:: RECORDS FOR THIS EXERCISE ::
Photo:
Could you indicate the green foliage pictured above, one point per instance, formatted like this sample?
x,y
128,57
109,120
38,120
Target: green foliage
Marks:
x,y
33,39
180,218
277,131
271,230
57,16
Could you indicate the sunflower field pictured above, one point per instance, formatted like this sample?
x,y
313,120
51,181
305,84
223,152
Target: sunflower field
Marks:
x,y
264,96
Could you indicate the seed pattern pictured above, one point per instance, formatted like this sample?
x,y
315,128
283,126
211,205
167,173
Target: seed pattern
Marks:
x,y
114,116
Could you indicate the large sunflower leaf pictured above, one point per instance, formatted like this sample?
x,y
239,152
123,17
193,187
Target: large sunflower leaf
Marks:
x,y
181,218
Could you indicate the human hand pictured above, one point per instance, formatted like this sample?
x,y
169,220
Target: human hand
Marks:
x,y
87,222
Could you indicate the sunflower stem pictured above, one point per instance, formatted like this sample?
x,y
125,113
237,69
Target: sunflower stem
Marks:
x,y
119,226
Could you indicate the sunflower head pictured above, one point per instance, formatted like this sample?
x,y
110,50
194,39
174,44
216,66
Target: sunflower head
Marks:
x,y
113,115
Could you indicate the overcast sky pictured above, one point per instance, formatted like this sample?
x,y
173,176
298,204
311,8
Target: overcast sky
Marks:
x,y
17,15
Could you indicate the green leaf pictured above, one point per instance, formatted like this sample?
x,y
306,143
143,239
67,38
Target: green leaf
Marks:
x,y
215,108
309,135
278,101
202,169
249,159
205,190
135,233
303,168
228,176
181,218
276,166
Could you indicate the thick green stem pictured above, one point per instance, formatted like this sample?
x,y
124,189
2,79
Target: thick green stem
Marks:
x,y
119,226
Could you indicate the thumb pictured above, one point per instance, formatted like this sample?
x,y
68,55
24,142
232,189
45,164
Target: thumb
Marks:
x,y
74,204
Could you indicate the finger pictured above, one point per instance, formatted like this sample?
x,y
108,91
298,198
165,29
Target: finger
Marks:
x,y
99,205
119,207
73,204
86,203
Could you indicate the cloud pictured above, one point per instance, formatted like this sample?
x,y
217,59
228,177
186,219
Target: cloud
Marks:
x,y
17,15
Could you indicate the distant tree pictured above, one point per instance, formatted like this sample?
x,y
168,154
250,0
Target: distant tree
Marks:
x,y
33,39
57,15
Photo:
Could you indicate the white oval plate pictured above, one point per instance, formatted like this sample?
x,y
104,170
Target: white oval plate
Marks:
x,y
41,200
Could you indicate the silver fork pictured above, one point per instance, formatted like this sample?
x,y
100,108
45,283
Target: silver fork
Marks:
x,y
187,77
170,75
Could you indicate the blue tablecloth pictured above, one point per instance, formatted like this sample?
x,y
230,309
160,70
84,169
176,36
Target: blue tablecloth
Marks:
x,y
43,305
:::
WORK TO COMPLETE:
Print the material verbatim, all of it.

EXERCISE ANSWER:
Photo:
Could you indicate the green foliage pictured above, one point per instance, formatted like this sample?
x,y
128,57
109,120
38,120
Target: green foliage
Marks:
x,y
33,39
180,218
277,131
271,230
57,16
Could you indicate the sunflower field pictured above, one point per instance, formatted like this sample?
x,y
313,120
51,181
305,84
223,152
Target: sunflower field
Marks:
x,y
264,96
Could you indicate the seed pattern pictured above, one point per instance, formatted like this sample?
x,y
315,128
283,126
211,205
167,173
Target: seed pattern
Marks:
x,y
114,116
Could you indicate the large sunflower leaf pictured above, one point per instance, formatted like this sample?
x,y
239,152
123,17
193,187
Target: large sunflower leaf
Marks:
x,y
181,218
Could you indicate the human hand pictured above, one point per instance, formatted like this sample?
x,y
169,220
Target: human hand
Marks:
x,y
87,222
Could you indicate the sunflower stem pictured above, one point per instance, formatted like this sample?
x,y
125,113
237,69
Target: sunflower stem
Marks:
x,y
119,226
Could you indicate the sunflower head pictured above, one point per instance, formatted like this sample?
x,y
110,50
194,39
174,44
216,66
Target: sunflower head
Marks:
x,y
113,115
Could you indicate the overcast sky pictured above, one point per instance, formatted like this sample?
x,y
173,176
298,204
311,8
Target: overcast sky
Marks:
x,y
17,15
Could you indicate the green leaf pictured above, one point per instance, formatted like this sample?
x,y
306,143
143,239
67,38
Target: green leaf
Marks:
x,y
215,108
309,135
278,101
202,169
249,159
205,190
135,233
303,168
228,176
181,218
276,166
Could you indicate the thick green stem pictured above, one point per instance, formatted like this sample?
x,y
124,189
2,79
Target: thick green stem
Marks:
x,y
119,226
Could you indicate the thumb pictured above, one point per instance, formatted like this sample?
x,y
68,55
24,142
232,189
45,164
Target: thumb
Marks:
x,y
74,204
Could you indicate the finger pictured above, one point per instance, formatted like this sample?
x,y
108,91
298,198
165,29
Target: finger
Marks:
x,y
99,205
119,207
73,204
86,203
Could you indicate the cloud pictured above, one point per instance, formatted like this sample?
x,y
217,59
228,177
186,219
Target: cloud
Marks:
x,y
17,15
Could you indicate the distant tree pictured above, one point per instance, formatted like this sample?
x,y
168,154
250,0
Target: distant tree
Marks:
x,y
33,39
57,15
Photo:
Could you indicate the white oval plate pictured above, one point per instance, formatted like this sample?
x,y
104,170
Target: white oval plate
Marks:
x,y
41,200
Could you indicate the silver fork pictured above, one point per instance, formatted like this sample?
x,y
100,108
45,283
Target: silver fork
Marks:
x,y
187,77
170,75
Could you indicate the blue tablecloth pictured above, one point per instance, formatted like this sample?
x,y
230,309
160,70
84,169
176,36
Target: blue tablecloth
Marks:
x,y
43,305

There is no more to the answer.